-- BEGIN SUPPLIED MATERIAL --

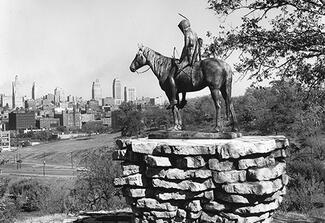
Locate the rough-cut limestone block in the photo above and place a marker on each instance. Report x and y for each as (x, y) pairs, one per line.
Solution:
(122, 143)
(231, 198)
(215, 164)
(260, 208)
(190, 162)
(285, 179)
(214, 207)
(194, 206)
(135, 192)
(163, 214)
(279, 153)
(176, 146)
(177, 174)
(281, 141)
(277, 195)
(180, 215)
(184, 185)
(184, 195)
(153, 204)
(231, 176)
(233, 148)
(210, 218)
(240, 219)
(257, 162)
(257, 188)
(193, 216)
(239, 148)
(157, 161)
(119, 154)
(129, 169)
(266, 173)
(135, 180)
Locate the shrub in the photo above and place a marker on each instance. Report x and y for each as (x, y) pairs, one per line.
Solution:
(93, 189)
(8, 209)
(28, 194)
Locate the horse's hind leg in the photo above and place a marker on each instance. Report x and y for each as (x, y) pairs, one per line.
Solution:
(214, 94)
(227, 99)
(226, 94)
(183, 101)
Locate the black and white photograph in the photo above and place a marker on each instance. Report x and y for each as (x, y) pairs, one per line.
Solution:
(162, 111)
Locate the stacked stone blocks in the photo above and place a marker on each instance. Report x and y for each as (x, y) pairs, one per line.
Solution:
(217, 180)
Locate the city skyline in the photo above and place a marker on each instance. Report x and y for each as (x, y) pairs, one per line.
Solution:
(71, 43)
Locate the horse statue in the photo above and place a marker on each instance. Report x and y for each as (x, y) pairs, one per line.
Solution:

-- END SUPPLIED MATERIAL --

* TASK INSTRUCTIONS *
Copy the stretch of the saved data from the line that contains "Locate the shrub" through the end of the data, reproducing every line without change.

* EXPECTED OUTPUT *
Locate the shrub in the photo above and place a marker on each instance. Report x and y for each as (x, y) pairs, one per line.
Solution:
(93, 189)
(8, 209)
(28, 194)
Locate the horse's hind leg in the photo above and place a marker on each instance. Report x and y for each as (x, y) pairs, one per line.
Solution:
(214, 94)
(227, 99)
(226, 94)
(183, 101)
Locate the black and white photograph in the photo above and place a marker on each instance. Report x and y for each as (x, y) pairs, one per line.
Solution:
(162, 111)
Locate the stacked stone blocks in the photo above and place a marker on each instance. Report x and y for each as (x, y) pairs, one per line.
Solution:
(217, 180)
Locate the city skyline in the photo above and place a marker on each instance. Report x and y for each as (x, y) pairs, one per line.
Solution:
(71, 43)
Locate the horse statue in the photo above and place a marker on each instance. Report x and y for each as (x, y) pairs, one per line.
Solution:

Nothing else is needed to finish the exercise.